Work to complete: Reproduce unchanged the part of the records that opens with the line containing "as [473, 659]." and closes with the last line of the records.

Extracted material:
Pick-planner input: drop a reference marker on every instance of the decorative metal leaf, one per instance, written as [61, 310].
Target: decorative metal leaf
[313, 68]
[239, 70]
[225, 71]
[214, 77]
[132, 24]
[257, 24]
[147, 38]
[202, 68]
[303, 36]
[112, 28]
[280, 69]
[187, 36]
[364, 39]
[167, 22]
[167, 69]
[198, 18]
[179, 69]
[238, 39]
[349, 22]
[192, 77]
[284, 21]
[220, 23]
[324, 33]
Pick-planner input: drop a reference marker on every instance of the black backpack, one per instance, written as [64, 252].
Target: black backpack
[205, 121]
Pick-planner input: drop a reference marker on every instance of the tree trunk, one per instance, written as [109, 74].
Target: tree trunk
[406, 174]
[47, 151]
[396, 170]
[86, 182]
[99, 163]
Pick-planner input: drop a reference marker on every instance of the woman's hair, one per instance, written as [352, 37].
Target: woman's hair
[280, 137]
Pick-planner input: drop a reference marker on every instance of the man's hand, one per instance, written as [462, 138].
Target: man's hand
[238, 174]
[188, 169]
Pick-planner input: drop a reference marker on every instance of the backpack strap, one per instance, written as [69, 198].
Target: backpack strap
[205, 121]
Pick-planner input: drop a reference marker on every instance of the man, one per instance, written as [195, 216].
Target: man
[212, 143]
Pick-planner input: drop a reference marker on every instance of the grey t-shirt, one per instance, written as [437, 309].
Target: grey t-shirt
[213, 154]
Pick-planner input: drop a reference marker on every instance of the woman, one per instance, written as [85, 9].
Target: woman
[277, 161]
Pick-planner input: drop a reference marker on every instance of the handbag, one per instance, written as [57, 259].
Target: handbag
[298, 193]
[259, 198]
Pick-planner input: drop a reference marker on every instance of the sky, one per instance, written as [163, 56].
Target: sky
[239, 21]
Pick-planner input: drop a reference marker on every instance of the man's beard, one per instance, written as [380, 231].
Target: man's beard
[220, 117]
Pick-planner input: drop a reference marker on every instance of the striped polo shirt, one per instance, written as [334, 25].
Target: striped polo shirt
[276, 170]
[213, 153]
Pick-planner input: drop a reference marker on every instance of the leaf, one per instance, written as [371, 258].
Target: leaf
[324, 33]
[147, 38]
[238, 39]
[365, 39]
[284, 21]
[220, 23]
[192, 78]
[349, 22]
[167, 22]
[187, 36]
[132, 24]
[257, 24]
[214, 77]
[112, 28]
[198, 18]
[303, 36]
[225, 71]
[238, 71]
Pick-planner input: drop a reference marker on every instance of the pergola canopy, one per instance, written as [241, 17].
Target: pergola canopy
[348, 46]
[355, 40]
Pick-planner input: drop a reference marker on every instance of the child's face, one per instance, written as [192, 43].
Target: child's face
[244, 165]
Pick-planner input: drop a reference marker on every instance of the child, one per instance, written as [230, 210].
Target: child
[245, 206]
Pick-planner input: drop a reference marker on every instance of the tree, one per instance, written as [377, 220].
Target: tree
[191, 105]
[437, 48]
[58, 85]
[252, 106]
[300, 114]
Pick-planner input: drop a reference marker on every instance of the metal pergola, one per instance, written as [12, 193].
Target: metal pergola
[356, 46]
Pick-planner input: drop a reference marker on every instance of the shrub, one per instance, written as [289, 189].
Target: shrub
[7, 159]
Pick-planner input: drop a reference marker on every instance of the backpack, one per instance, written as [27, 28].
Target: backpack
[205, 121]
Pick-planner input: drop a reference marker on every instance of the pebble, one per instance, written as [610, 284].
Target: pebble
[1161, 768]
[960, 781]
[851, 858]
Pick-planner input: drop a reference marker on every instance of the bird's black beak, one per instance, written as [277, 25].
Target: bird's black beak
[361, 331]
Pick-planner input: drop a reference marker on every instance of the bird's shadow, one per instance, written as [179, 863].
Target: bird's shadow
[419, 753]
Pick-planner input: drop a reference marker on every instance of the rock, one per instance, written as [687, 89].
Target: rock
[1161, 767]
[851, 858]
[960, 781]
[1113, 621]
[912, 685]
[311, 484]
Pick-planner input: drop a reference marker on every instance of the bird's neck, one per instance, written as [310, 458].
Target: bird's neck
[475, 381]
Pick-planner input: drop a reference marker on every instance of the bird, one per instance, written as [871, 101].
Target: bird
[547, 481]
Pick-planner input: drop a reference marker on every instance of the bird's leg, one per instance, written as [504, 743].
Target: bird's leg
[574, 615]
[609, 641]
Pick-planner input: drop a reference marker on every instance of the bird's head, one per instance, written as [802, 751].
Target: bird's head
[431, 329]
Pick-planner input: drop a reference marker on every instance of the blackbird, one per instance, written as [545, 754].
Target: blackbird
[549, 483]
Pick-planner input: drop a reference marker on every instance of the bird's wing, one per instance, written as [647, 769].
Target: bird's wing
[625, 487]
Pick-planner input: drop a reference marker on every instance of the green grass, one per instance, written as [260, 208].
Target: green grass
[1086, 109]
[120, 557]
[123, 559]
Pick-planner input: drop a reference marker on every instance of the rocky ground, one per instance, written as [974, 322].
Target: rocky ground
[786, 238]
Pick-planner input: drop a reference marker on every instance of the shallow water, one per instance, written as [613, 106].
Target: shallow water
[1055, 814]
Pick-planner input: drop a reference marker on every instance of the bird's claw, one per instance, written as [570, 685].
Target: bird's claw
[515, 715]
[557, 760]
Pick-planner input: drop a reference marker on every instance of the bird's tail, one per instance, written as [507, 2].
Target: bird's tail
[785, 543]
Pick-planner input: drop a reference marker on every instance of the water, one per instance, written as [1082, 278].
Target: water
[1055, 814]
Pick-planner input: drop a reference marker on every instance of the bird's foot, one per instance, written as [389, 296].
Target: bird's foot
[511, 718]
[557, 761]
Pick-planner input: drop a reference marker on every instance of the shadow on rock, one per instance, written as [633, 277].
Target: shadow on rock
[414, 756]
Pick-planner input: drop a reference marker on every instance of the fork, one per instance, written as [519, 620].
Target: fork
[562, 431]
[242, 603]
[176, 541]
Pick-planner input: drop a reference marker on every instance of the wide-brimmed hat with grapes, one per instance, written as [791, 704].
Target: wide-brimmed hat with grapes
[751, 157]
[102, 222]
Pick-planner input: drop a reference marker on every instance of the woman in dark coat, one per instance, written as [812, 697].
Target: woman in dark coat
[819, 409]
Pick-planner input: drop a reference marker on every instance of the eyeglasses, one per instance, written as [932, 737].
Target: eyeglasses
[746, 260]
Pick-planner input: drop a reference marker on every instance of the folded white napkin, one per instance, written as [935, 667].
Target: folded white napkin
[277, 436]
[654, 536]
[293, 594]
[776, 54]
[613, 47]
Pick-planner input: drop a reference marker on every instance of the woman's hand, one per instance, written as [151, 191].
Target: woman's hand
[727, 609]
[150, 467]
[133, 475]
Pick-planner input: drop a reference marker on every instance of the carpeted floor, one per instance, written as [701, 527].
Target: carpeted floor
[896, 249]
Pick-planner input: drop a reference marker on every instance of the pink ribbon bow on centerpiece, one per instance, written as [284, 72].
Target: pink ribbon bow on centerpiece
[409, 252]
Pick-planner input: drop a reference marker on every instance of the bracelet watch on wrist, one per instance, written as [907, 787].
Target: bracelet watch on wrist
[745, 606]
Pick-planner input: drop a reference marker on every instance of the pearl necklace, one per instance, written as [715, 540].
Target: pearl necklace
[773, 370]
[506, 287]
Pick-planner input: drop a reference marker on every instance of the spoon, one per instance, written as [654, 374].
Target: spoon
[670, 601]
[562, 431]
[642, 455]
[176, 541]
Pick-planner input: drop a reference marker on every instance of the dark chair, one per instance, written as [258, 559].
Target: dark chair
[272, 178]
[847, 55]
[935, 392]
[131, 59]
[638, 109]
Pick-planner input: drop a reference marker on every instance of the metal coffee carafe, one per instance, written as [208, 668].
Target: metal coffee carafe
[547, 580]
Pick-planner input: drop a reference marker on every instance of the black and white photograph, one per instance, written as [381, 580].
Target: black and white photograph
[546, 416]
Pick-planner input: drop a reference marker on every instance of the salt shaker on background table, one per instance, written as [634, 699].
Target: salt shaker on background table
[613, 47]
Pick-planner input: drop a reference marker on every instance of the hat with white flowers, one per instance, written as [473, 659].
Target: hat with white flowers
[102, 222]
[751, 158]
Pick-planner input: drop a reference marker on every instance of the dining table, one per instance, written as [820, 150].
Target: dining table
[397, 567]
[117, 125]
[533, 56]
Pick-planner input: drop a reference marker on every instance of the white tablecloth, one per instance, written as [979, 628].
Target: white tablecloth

Answer in full:
Pick-planner input: drop a reference marker on every instance of the hat with white flowers, one per instance, written as [473, 659].
Target: hat with white flowers
[102, 222]
[751, 158]
Pick-planner input: drop a reference marker on every instance of the dining table, one per instance, written as [820, 150].
Target: dining table
[397, 567]
[117, 125]
[533, 56]
Pick-planner input: drop a reference marker on every instance of the white tablecloth, one per instance, written as [979, 628].
Target: white tablecloth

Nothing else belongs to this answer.